**Exercise details**
Give the lines again from the first one up to and including the line with "A representative example", with "overcast sky" replaced by "cloudy sky" and everything else unchanged.

**Working data**
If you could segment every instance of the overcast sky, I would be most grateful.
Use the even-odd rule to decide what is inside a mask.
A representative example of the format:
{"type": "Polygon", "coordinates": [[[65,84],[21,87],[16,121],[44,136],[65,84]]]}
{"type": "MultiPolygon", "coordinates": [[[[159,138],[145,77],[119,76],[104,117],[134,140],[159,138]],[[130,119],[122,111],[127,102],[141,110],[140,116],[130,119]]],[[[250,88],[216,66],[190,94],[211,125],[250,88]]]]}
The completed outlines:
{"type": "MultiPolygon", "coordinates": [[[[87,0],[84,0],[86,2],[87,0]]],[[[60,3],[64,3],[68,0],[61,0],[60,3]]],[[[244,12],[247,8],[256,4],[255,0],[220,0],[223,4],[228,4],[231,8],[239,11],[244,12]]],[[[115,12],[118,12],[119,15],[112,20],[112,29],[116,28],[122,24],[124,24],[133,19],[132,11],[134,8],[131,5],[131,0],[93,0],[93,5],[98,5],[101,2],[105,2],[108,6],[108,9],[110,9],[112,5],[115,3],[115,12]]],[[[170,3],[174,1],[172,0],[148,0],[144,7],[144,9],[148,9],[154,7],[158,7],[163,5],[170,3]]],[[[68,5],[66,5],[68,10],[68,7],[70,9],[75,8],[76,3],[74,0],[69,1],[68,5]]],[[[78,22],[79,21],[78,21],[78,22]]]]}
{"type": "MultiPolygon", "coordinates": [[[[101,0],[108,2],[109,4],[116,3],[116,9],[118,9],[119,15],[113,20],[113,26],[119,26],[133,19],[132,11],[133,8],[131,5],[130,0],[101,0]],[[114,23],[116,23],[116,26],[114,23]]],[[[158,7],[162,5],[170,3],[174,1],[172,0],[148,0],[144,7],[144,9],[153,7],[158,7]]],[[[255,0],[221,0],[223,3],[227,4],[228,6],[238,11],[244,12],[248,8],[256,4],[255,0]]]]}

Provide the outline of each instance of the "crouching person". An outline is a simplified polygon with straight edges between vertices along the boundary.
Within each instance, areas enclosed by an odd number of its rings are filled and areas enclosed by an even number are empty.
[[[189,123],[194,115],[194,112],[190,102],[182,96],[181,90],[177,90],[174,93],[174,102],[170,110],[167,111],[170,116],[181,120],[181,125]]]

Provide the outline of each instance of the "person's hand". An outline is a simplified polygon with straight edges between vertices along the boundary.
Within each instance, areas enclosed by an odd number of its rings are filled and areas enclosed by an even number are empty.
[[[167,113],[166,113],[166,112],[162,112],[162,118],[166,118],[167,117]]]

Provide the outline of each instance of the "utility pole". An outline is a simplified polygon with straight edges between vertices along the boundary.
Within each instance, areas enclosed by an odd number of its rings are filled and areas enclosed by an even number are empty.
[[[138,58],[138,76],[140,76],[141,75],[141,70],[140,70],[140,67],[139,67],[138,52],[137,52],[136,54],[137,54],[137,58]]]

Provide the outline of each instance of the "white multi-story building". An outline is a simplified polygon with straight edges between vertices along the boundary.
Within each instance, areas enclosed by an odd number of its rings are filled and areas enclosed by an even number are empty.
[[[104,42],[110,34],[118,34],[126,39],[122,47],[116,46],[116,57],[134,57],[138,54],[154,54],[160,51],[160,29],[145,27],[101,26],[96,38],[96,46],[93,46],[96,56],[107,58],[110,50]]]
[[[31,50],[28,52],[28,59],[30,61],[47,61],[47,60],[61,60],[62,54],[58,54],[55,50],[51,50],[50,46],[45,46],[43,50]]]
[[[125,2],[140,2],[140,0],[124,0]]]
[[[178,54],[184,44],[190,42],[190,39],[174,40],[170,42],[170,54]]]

**Worked solution**
If you could segment every instance of the cloudy sky, I would be most grateful.
Use the even-odd rule to decide what is inside a mask.
A representative example of the format:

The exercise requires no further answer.